EXERCISE TASK: Begin at the line that contains "If you could place a marker on the orange" and copy every line through the end of the entries below, requests included. Shift each coordinate in the answers by adding 56 to both of its numbers.

Dataset entries
*-*-*
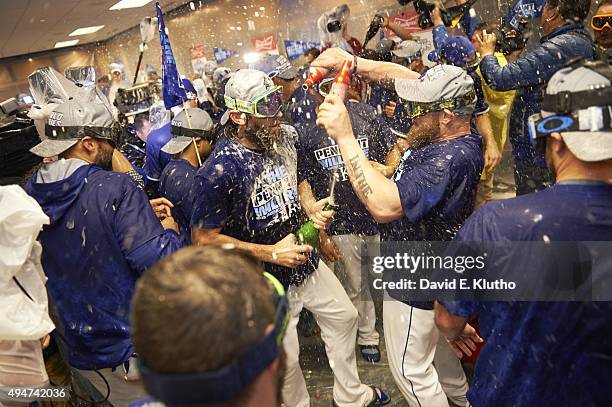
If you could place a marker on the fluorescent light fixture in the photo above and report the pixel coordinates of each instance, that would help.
(129, 4)
(62, 44)
(86, 30)
(251, 57)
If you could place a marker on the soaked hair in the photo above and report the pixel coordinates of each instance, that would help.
(573, 10)
(199, 310)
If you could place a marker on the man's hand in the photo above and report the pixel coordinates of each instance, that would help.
(289, 254)
(492, 157)
(334, 117)
(321, 218)
(332, 58)
(486, 43)
(436, 16)
(390, 109)
(466, 342)
(328, 249)
(169, 223)
(161, 207)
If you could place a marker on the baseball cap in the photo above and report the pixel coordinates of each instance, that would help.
(115, 67)
(70, 121)
(408, 49)
(246, 85)
(189, 89)
(585, 145)
(456, 50)
(201, 124)
(275, 65)
(440, 83)
(220, 73)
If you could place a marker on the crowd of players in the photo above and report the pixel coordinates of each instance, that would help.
(181, 262)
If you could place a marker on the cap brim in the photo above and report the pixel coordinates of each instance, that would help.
(176, 145)
(224, 118)
(50, 148)
(411, 90)
(589, 146)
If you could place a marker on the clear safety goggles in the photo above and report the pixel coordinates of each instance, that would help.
(263, 106)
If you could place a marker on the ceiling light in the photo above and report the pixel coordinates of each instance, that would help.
(129, 4)
(62, 44)
(251, 57)
(86, 30)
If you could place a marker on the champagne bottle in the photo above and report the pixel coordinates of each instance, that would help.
(315, 75)
(308, 233)
(342, 81)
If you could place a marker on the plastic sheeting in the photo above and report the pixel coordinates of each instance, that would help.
(20, 221)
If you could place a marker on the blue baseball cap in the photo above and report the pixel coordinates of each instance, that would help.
(456, 50)
(189, 89)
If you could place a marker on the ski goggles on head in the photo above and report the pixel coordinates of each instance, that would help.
(417, 109)
(227, 382)
(601, 21)
(265, 105)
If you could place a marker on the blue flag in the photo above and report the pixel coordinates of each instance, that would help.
(524, 9)
(221, 54)
(172, 87)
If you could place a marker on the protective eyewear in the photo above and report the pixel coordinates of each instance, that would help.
(418, 109)
(263, 106)
(601, 21)
(226, 383)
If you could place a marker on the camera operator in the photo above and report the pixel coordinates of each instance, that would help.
(601, 23)
(564, 39)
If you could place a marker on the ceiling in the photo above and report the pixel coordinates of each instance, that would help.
(28, 26)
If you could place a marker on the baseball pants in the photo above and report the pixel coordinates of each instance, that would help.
(422, 363)
(348, 270)
(322, 294)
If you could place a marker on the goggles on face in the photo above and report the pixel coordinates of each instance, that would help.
(265, 105)
(418, 109)
(111, 134)
(225, 383)
(601, 21)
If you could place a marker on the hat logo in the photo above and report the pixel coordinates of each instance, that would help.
(55, 119)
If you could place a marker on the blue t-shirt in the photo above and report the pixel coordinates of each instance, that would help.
(102, 237)
(175, 184)
(156, 159)
(537, 352)
(253, 197)
(437, 187)
(319, 156)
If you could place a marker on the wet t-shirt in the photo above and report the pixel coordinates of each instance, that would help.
(253, 197)
(319, 157)
(437, 187)
(537, 352)
(175, 185)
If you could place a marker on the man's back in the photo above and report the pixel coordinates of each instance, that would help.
(557, 348)
(98, 221)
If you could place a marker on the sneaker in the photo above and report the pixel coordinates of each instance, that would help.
(380, 398)
(371, 353)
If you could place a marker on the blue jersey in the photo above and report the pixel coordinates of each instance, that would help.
(319, 156)
(175, 184)
(437, 187)
(103, 235)
(537, 352)
(156, 159)
(253, 197)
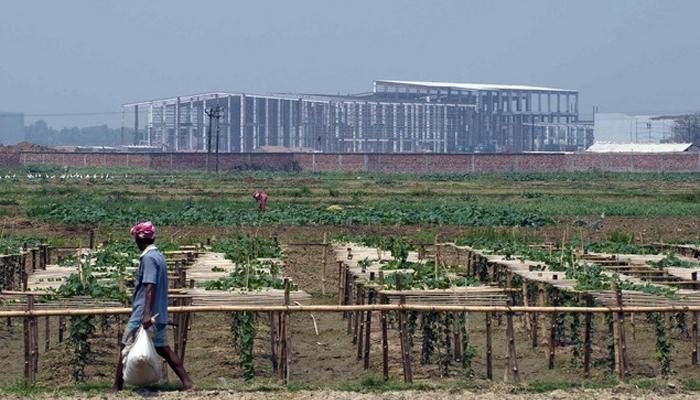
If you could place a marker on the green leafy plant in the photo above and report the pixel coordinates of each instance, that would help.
(664, 346)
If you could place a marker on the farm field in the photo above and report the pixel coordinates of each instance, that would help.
(514, 215)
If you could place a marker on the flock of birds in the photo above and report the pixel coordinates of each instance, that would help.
(60, 178)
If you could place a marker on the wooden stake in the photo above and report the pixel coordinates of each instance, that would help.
(694, 357)
(385, 335)
(456, 338)
(526, 303)
(405, 351)
(361, 320)
(35, 342)
(512, 373)
(28, 365)
(587, 340)
(356, 316)
(553, 330)
(618, 336)
(273, 340)
(46, 334)
(341, 274)
(368, 329)
(62, 327)
(286, 334)
(325, 262)
(489, 361)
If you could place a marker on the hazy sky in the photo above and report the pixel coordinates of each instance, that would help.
(91, 56)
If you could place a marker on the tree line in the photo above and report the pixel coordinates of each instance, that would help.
(41, 133)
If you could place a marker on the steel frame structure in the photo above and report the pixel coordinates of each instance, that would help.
(397, 117)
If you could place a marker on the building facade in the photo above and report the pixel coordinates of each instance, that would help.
(11, 128)
(396, 117)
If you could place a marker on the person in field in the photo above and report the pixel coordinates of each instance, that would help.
(150, 298)
(261, 198)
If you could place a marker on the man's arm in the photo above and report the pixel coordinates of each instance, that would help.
(150, 288)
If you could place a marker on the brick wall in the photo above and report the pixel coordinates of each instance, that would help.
(409, 163)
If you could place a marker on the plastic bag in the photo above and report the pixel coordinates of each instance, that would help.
(142, 366)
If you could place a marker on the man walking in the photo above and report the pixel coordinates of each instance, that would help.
(261, 198)
(151, 298)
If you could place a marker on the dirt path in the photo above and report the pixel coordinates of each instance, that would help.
(616, 393)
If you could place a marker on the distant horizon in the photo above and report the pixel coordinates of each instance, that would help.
(74, 63)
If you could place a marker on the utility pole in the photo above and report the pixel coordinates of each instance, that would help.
(214, 112)
(218, 130)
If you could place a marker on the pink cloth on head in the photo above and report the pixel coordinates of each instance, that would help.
(144, 230)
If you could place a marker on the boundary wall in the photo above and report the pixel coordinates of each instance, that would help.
(374, 162)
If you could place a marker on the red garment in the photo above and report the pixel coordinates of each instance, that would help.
(263, 201)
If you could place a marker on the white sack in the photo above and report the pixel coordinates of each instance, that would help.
(142, 366)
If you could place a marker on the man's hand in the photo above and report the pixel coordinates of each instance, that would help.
(146, 322)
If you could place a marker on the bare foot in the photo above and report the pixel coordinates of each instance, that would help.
(188, 387)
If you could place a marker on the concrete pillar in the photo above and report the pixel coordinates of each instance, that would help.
(136, 124)
(229, 115)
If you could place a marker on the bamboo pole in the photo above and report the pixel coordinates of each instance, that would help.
(553, 330)
(47, 340)
(361, 320)
(368, 330)
(340, 283)
(273, 340)
(694, 357)
(526, 303)
(27, 348)
(325, 262)
(286, 334)
(512, 373)
(61, 328)
(489, 351)
(405, 351)
(356, 316)
(618, 334)
(351, 308)
(456, 338)
(587, 341)
(35, 343)
(385, 335)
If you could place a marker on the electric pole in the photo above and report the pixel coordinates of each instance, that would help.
(214, 112)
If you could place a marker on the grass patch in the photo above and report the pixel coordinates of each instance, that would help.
(692, 384)
(377, 384)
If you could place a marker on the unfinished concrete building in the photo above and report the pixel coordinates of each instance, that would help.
(397, 116)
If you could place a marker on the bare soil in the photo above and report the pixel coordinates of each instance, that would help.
(329, 360)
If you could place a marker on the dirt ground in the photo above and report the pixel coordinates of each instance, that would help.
(620, 393)
(328, 360)
(648, 229)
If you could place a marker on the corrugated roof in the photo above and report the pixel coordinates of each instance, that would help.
(475, 86)
(604, 147)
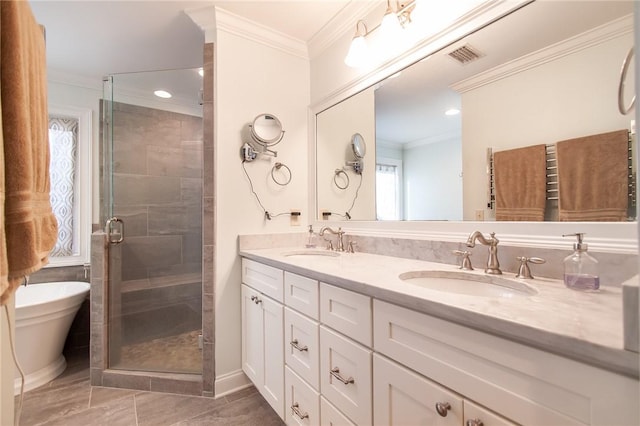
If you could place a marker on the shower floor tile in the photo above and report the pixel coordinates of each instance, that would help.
(174, 354)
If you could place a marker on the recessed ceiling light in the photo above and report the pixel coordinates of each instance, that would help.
(162, 94)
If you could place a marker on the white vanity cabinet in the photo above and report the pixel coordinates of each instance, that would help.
(262, 331)
(356, 360)
(520, 383)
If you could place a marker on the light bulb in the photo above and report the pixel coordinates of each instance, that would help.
(358, 53)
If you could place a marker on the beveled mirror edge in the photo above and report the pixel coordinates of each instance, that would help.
(603, 237)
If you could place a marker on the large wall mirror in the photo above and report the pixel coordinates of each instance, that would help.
(544, 73)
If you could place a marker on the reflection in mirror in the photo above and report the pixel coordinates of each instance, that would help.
(528, 88)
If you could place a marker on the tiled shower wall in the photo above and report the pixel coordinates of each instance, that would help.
(158, 193)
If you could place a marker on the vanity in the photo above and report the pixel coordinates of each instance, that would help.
(341, 338)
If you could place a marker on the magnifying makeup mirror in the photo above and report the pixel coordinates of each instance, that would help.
(358, 145)
(266, 129)
(359, 149)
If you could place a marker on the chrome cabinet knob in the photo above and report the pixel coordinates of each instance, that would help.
(295, 344)
(335, 372)
(295, 409)
(443, 408)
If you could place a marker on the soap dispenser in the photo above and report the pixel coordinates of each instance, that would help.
(580, 268)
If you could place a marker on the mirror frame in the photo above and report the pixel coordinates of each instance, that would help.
(602, 237)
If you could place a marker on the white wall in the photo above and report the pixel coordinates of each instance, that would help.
(252, 78)
(335, 127)
(579, 92)
(432, 181)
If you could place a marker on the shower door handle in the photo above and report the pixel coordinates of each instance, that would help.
(114, 230)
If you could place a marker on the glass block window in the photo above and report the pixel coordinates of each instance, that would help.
(63, 143)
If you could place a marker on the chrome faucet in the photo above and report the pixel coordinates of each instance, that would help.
(493, 265)
(339, 233)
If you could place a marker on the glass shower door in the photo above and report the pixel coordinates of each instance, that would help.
(152, 168)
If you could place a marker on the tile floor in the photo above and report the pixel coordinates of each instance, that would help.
(70, 400)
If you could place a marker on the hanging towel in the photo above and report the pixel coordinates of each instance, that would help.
(29, 226)
(520, 183)
(593, 177)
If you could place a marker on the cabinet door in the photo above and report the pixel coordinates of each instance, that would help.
(273, 374)
(345, 375)
(347, 312)
(475, 415)
(263, 278)
(262, 346)
(252, 336)
(302, 401)
(330, 416)
(302, 346)
(405, 398)
(301, 294)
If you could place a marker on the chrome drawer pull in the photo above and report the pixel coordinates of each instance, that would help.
(336, 373)
(294, 343)
(443, 408)
(295, 410)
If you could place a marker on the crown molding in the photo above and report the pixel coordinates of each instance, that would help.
(251, 30)
(69, 79)
(342, 23)
(598, 35)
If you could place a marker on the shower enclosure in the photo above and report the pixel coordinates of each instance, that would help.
(152, 170)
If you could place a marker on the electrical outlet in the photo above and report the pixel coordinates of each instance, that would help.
(295, 217)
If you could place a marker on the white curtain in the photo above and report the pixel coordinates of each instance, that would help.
(63, 141)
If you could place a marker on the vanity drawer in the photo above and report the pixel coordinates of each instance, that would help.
(266, 279)
(302, 401)
(331, 416)
(301, 294)
(302, 346)
(347, 312)
(345, 375)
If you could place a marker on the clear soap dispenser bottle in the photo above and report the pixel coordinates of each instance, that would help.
(580, 268)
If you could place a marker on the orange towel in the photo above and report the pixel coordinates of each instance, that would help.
(521, 183)
(593, 177)
(30, 228)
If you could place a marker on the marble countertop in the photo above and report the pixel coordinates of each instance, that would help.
(584, 326)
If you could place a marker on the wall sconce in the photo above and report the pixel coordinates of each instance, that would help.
(358, 50)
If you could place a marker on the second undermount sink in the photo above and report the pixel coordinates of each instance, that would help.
(460, 282)
(312, 253)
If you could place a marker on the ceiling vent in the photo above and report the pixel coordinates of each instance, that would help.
(465, 54)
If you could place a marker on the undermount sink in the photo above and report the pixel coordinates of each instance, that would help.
(469, 284)
(312, 253)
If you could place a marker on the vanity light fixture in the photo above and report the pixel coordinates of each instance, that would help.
(391, 36)
(358, 50)
(162, 94)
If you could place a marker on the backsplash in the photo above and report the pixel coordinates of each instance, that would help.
(615, 268)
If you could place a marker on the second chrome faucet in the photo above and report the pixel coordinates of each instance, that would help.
(493, 265)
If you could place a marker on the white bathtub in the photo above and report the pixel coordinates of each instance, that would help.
(44, 313)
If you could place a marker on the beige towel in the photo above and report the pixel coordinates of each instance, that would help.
(520, 183)
(30, 228)
(593, 177)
*-*-*
THE ANSWER:
If you could place a marker on the orange towel in the photo above and report the pixel coordinates of each instance, that would help.
(577, 239)
(649, 233)
(86, 284)
If you could place a marker on the marble countertop in the photo above and report the pixel coordinates of each instance, that would help.
(640, 382)
If you could place a marker on the wall sconce in the photo above and report the pixel coordinates of each instance, that would help.
(414, 106)
If you could place a marker on the second undermount sink in the photo above and report the pixel coordinates of each instance, that would help.
(516, 338)
(368, 309)
If you could place a marker on the ceiling vent in the photo above and report the pixel coordinates of each instance, that would help.
(521, 110)
If you could place a marker on the undermount sink in the photo above and report the pixel coordinates of each instance, that would help.
(525, 340)
(368, 309)
If you could place a marker on the vanity light fixture in the photo above and report the pixel coordinates of each instance, that would help.
(447, 92)
(414, 106)
(218, 150)
If you could place a marker on the backsplash in the photo above and report the pixel coordinates of each instance, that would help.
(671, 324)
If you could place a marker on the second chrome faucet in the photo above and report the pixel coordinates of each instance, that would help.
(549, 321)
If you could place a marker on the white bathtub in the photo above and report the pixel coordinates of each instance, that would help.
(100, 369)
If you could place a marker on the beige towel in the photo above and report the pixel coordinates of each instance, that would help.
(576, 239)
(86, 284)
(649, 233)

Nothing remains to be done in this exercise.